* **Given data**
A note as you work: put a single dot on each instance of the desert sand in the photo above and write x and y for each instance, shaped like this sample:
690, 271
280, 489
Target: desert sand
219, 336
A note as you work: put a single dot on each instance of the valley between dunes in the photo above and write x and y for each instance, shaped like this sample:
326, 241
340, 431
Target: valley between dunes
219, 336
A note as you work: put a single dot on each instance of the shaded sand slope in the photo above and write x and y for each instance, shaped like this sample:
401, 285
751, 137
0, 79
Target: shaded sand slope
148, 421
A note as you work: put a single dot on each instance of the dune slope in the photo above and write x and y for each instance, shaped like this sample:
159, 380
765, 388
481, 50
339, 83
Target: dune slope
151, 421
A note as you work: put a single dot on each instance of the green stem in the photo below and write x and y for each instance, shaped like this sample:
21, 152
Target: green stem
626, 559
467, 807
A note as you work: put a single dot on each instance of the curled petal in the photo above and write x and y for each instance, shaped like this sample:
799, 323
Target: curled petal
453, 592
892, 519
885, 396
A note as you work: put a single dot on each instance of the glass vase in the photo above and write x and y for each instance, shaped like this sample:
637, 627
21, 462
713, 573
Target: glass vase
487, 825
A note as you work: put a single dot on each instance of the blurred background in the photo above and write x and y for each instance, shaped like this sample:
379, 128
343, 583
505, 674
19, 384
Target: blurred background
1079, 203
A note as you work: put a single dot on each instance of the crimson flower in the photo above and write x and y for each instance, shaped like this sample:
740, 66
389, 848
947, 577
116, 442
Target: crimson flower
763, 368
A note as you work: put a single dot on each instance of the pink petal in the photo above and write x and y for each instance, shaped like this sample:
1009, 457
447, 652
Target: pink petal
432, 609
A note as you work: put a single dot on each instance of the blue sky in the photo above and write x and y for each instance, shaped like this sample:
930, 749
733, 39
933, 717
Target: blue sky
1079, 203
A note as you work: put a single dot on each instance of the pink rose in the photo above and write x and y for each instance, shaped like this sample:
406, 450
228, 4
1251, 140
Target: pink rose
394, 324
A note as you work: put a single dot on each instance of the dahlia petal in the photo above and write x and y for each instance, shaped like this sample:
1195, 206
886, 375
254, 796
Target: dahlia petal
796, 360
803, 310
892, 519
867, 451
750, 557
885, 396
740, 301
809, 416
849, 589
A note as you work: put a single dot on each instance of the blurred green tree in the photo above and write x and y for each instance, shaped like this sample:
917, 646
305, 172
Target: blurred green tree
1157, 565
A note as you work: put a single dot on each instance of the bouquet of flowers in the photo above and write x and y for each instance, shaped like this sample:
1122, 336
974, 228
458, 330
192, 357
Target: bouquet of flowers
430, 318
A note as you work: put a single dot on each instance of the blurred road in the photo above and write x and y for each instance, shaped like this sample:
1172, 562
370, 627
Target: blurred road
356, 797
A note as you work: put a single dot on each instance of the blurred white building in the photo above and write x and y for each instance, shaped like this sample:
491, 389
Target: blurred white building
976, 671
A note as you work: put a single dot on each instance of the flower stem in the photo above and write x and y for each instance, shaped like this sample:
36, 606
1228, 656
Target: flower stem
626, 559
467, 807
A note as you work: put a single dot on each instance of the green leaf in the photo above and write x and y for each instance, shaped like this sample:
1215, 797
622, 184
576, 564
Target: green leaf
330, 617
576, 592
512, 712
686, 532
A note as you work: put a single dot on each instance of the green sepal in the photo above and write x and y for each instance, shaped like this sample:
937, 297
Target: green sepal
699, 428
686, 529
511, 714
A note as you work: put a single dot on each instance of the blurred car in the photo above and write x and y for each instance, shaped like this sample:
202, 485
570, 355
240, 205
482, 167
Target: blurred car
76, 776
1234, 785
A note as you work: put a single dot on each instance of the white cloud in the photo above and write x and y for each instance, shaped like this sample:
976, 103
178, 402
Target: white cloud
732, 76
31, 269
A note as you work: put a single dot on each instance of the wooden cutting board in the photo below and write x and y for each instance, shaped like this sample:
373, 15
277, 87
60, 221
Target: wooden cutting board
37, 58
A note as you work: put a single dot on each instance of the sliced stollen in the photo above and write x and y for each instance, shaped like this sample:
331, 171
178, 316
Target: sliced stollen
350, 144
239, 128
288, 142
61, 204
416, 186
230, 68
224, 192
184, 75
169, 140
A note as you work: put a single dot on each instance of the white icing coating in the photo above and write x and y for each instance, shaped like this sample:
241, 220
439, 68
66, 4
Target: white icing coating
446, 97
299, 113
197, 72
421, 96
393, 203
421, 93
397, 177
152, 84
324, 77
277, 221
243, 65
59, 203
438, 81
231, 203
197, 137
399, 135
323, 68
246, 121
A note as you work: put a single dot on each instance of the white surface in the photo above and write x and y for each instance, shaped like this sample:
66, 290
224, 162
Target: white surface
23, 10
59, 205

* **Set exercise**
Start at the line that has "the white surface" and go through the end of the records, copying every line in full. Multiply each answer coordinate by 2.2 and round it to a whole number, rounding halves up, and leave every other number as it is.

* **Task answer**
A note as you work: put a single dot on each instance of the white surface in the photo above and write x and y for each instance, shaped like this sample:
66, 290
224, 162
Target: white surface
51, 22
130, 451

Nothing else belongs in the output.